[Text excerpt — start]

Witness two columns published today, from two different sides of two technically separate but closely related issues. First, regarding embryonic stem cell research, comes A Middle Ground for Stem Cells by Yuval Levin, an advocate of President Bush's position restricting funding for embryo-destructive research:
At its heart, then, when the biology and politics have been stipulated away, the stem cell debate is not about when human life begins but about whether every human life is equal. The circumstances of the embryo outside the body of a mother put that question in perhaps the most exaggerated form imaginable, but they do not change the question.
And thus, Levin completely (and probably deliberately) evades the point, because this question has already been addressed, and is being addressed, and the answer thus far is a resounding NO. Abortion policy, as it stands, dictates that not only is embryonic human life less valuable than another human being's life or health, it is less valuable than another human being's convenience--by Constitutional law, there can be no restrictions whatsoever on abortion during the first three months of pregnancy, which certainly covers the stage of prenatal development we are concerned with here.
Embryonic stem cell research is a subset of the abortion debate. If abortion were a settled issue, then there would be no controversy about embryonic stem cell research--it would either be an unthinkable atrocity, or a better use for the waste products of an abortion than simple disposal.
It's because abortion isn't a settled issue that we have both sides forced to jockey over stem cells, each looking to gain a back-door advantage over the other without really admitting what it is that they are after.
And speaking of abortion, the same deceptive tactics have long been at work there, as well. Witness our second column, Roadblock to abortion compromise by Ellen Goodman:
For at least a dozen years, anti-abortion activists tried to portray their pro-choice opponents as the extremists. But gradually, from Terri Schiavo to Plan B to stem-cell opposition, the right wing overreached. In that reddest of states, South Dakota, voters in November repealed an abortion ban that echoed the theme: No exception! No compromise!
Meanwhile, pro-choice groups spent those same years listening to the people who want to keep abortion legal but less numerous. If there are 3 million unplanned pregnancies and half of them end up in abortion, you do the math. The point on which most Americans agree is reducing unplanned pregnancies.

[Text excerpt — finish]
[Data section — start]

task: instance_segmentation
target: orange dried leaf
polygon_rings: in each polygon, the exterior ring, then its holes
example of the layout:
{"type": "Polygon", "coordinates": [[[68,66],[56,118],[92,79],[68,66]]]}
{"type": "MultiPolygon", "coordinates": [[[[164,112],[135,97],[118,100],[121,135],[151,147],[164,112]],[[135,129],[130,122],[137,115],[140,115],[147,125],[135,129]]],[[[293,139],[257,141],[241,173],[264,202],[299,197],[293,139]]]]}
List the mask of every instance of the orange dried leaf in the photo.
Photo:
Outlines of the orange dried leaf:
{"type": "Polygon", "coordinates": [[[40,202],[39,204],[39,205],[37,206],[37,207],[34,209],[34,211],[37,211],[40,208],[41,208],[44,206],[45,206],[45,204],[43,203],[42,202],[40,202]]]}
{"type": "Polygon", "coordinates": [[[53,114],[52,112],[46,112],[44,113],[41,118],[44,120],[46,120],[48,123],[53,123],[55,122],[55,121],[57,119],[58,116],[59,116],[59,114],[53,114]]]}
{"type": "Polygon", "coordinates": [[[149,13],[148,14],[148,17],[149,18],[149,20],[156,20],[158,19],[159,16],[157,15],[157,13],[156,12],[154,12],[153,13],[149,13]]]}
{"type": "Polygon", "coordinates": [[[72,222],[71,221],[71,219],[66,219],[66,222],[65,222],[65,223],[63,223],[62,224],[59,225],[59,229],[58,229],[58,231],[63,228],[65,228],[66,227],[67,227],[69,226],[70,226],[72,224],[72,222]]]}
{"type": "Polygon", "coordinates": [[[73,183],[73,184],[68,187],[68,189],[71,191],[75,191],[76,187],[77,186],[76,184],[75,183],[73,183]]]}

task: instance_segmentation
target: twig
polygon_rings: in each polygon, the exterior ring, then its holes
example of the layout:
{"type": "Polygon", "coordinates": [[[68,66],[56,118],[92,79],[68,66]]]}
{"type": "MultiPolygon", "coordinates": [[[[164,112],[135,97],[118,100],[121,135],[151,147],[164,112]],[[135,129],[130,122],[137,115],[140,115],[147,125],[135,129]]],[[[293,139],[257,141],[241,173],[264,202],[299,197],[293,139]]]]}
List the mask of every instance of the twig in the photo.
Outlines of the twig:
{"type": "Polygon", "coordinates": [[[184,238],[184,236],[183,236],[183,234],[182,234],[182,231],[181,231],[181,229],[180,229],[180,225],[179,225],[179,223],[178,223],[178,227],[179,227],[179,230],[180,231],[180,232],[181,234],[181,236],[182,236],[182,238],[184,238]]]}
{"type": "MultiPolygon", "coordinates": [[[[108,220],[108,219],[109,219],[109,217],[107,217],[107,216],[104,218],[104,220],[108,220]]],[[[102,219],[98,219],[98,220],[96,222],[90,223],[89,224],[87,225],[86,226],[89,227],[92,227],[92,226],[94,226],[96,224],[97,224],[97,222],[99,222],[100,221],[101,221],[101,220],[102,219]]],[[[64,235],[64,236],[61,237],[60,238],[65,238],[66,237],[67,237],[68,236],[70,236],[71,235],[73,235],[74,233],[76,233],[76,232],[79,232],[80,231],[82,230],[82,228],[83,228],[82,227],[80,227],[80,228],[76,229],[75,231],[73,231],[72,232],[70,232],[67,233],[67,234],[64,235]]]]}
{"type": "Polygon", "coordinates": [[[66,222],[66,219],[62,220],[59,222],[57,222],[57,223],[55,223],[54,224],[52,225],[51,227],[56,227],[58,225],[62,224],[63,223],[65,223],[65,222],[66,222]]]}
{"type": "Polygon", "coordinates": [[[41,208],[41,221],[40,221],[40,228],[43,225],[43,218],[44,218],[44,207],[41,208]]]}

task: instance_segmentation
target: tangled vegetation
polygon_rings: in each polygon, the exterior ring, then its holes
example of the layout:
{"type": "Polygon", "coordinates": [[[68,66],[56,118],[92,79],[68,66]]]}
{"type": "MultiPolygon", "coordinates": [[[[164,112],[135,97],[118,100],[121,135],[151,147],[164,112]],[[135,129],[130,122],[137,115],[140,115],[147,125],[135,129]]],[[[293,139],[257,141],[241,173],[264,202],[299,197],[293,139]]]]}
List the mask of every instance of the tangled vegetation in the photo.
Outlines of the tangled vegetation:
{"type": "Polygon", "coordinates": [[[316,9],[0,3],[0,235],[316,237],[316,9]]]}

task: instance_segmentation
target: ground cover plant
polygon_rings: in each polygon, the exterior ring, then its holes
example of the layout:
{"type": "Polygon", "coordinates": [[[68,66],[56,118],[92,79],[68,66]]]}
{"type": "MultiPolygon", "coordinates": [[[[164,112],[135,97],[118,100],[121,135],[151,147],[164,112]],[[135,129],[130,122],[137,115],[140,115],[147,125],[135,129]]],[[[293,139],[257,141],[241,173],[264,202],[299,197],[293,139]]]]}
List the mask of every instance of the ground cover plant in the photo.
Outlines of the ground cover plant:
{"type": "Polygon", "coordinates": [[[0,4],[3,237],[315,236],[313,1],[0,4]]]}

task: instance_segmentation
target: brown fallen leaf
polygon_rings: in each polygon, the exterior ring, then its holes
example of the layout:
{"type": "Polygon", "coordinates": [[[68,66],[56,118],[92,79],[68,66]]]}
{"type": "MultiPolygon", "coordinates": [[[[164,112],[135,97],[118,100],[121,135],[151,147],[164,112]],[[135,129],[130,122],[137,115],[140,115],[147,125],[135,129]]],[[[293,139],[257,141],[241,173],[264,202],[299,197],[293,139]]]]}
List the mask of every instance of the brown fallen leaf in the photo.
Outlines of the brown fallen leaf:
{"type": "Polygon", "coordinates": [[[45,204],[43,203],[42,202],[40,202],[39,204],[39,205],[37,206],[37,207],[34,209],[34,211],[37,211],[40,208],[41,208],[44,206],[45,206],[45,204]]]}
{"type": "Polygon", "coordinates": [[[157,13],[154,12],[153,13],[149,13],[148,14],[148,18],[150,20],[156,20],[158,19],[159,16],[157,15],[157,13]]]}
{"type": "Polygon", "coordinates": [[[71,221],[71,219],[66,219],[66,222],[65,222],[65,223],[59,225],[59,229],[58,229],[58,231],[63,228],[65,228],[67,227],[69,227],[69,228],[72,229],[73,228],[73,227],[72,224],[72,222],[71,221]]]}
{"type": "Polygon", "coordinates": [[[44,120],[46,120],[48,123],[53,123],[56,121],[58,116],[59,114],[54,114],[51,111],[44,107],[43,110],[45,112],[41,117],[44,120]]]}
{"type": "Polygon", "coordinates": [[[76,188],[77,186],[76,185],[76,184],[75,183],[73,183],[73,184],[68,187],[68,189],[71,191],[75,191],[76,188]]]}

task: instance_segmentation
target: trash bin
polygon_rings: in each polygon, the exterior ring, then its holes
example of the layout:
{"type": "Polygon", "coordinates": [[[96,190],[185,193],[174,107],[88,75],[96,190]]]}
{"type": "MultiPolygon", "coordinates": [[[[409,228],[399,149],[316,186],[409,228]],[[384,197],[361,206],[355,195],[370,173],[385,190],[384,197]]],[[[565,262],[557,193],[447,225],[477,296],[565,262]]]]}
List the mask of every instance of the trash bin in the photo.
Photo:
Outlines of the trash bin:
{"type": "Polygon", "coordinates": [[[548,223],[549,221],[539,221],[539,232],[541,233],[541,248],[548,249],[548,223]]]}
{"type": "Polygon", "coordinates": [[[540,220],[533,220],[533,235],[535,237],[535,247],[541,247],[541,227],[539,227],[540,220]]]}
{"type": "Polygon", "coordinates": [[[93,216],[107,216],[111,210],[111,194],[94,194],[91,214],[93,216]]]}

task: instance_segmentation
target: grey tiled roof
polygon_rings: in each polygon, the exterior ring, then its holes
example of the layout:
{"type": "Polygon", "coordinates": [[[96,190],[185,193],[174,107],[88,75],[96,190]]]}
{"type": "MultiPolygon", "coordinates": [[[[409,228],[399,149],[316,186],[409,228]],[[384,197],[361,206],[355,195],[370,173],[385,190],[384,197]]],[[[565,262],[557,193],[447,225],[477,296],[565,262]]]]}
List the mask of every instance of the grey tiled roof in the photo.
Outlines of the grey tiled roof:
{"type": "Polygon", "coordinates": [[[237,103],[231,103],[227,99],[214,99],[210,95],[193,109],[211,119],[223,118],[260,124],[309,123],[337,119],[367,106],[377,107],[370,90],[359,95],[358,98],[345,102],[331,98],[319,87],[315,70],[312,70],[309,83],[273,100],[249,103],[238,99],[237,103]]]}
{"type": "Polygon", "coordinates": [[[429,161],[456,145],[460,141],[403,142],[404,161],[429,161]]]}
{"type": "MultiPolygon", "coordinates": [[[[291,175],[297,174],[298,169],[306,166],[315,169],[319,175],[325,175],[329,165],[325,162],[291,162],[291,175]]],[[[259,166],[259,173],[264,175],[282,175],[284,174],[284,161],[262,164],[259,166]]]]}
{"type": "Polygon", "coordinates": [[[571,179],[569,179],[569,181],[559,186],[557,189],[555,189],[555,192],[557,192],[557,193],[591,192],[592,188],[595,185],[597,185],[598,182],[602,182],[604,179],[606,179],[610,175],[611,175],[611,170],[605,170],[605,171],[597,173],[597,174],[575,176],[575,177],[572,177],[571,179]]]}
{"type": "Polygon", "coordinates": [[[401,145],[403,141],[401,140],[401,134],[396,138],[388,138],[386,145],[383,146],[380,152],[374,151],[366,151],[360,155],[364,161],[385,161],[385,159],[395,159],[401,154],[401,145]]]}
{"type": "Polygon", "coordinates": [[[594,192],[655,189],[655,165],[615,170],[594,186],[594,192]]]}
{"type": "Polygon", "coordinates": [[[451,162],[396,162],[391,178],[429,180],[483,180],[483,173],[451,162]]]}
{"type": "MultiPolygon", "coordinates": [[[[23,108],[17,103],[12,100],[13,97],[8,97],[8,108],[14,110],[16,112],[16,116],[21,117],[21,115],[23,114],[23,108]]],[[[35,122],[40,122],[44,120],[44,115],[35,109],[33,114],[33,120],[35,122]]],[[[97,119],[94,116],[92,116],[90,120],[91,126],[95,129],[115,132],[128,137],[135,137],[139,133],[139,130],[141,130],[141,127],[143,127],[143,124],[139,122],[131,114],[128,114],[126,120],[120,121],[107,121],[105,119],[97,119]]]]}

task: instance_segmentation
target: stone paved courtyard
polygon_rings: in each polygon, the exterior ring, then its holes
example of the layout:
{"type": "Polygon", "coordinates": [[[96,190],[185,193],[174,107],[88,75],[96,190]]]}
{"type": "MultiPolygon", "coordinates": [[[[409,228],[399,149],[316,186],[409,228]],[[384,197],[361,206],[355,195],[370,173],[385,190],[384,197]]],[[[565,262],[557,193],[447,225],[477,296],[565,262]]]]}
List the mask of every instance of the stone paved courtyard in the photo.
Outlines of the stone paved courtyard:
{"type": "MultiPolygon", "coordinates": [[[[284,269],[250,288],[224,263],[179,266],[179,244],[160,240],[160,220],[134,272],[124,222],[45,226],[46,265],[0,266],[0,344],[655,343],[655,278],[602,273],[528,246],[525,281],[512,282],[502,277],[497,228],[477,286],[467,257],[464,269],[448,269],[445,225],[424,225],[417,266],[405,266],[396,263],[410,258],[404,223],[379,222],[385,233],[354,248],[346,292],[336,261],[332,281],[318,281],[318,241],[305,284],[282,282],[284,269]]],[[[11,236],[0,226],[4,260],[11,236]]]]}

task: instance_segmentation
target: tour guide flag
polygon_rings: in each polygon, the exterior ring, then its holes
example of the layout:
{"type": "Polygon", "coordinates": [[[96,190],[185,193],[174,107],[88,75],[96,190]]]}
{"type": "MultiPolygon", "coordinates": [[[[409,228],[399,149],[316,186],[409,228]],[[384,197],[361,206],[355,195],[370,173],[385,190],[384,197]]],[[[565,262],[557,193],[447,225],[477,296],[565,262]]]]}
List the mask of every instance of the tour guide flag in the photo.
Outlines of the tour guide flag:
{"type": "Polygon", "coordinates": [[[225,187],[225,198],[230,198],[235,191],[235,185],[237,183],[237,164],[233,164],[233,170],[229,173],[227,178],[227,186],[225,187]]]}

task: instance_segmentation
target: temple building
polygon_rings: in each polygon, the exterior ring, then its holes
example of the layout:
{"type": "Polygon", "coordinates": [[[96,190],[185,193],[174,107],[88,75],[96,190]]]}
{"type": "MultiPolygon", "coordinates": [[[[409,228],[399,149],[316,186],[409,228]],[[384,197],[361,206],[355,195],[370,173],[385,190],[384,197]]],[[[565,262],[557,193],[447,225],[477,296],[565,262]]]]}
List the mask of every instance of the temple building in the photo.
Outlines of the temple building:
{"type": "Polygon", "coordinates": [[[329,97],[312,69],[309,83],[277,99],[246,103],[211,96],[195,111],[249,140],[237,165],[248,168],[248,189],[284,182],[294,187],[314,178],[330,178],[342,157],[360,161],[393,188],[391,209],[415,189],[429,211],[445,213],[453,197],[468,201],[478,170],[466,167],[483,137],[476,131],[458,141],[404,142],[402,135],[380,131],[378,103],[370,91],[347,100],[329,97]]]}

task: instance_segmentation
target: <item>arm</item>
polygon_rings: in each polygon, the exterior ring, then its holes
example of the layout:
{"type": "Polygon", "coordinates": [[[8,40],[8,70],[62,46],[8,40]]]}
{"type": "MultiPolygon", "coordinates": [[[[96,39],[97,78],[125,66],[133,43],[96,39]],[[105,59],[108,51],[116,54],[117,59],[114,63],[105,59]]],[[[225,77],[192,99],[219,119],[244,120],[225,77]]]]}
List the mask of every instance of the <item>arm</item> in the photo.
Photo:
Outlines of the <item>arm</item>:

[Data section — finish]

> _What to do_
Continue the commentary on stem cell research and the abortion debate, picking up right after its last sentence.

> _Output for this task_
In any debate, the easiest way to win, especially when your own side's arguments are defective, is by defining or redefining the issue in such a way that the parameters favor you--so that it is impossible for your opponent to win. That's exactly what Goodman is doing here, with a "middle ground" strategy that has also been adopted by Senator Clinton (itself a descendant of her husband's famous declaration that abortion should be "safe, legal, and rare").
Note how the abortion debate is framed, not in terms of the nature of the act of abortion itself, but in terms of reducing the number of abortions. If you accept this as the ultimate question, then the debate becomes a question of reducing abortions by outlawing abortion vs. reducing abortions by reducing pregnancies--a utilitarian angle that the pro-choice movement will win every time.
The "extremist" pro-life argument, by contrast, is that, since abortion is murder, it necessarily follows that legal abortion is government-sanctioned murder--a grave evil in and of itself, and something that should be eliminated, regardless of how effective it is at reducing the number of abortions.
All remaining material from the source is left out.